Emmy Morning, As Chaotic As Ever
The 2026 Emmy nominations landed this week, and the Television Academy delivered its annual tradition of making everyone feel like a genius and an idiot within the same hour. Mariska Hargitay, best known as Law & Order: SVU’s Olivia Benson, will host the ceremony for the first time when it airs live on NBC on Monday, September 14th – and the show heading into that night with the most momentum is, by a wide margin, HBO’s The Pitt.
But momentum and Emmy votes are not the same thing, and the gap between the two tends to close fast once the discourse sets in. This year’s nominations produced the usual range of reactions: genuine excitement over Hacks, Abbott Elementary, and The Pitt returning as favorites; actual confusion over Chase Infiniti, Riz Ahmed, and something called Subway Takes appearing on the ballot; and a growing list of snubs – Industry, Stranger Things, Paul Anthony Kelly for Love Story, Cailee Spaeny for Beef – that the internet has already decided are unforgivable.

Stored data entries:

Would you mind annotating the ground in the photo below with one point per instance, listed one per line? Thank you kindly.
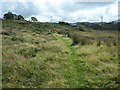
(49, 59)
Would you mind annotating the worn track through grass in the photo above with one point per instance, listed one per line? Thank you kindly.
(70, 73)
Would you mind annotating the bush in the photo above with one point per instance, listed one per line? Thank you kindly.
(28, 52)
(17, 39)
(82, 28)
(99, 43)
(77, 39)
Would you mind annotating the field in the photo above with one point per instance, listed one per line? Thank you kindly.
(45, 55)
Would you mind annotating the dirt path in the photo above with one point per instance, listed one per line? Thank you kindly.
(70, 73)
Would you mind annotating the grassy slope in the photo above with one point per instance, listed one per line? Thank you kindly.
(33, 58)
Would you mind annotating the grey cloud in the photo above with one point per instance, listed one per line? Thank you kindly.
(26, 9)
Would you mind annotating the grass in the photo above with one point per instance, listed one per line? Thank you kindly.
(41, 55)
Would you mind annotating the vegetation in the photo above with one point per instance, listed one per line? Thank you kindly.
(33, 19)
(12, 16)
(48, 55)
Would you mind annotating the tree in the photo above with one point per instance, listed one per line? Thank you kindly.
(34, 19)
(8, 15)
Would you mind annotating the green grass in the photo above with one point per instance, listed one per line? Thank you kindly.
(41, 55)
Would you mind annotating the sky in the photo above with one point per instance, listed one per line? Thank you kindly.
(63, 10)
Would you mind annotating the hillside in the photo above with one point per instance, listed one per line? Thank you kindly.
(45, 55)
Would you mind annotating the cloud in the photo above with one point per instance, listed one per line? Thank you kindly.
(62, 10)
(26, 9)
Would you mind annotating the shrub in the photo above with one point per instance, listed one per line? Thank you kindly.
(17, 39)
(99, 43)
(28, 52)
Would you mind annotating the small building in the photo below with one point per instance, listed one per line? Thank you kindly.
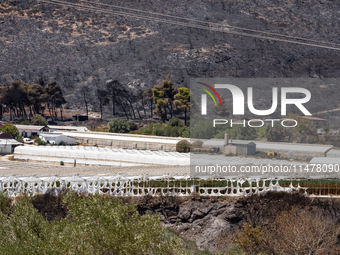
(56, 138)
(80, 117)
(8, 143)
(195, 144)
(30, 130)
(238, 148)
(67, 129)
(317, 122)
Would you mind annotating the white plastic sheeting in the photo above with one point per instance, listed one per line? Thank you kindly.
(138, 186)
(100, 156)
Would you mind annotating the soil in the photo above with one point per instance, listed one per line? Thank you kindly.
(211, 222)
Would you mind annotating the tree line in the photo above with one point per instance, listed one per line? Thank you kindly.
(163, 100)
(23, 100)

→ EXERCISES
(A) According to the Emmy nominations text, who will host the ceremony?
(B) Reproduce the Emmy nominations text from "Emmy Morning, As" to "HBO’s The Pitt.".

→ SOLUTIONS
(A) Mariska Hargitay

(B)
Emmy Morning, As Chaotic As Ever
The 2026 Emmy nominations landed this week, and the Television Academy delivered its annual tradition of making everyone feel like a genius and an idiot within the same hour. Mariska Hargitay, best known as Law & Order: SVU’s Olivia Benson, will host the ceremony for the first time when it airs live on NBC on Monday, September 14th – and the show heading into that night with the most momentum is, by a wide margin, HBO’s The Pitt.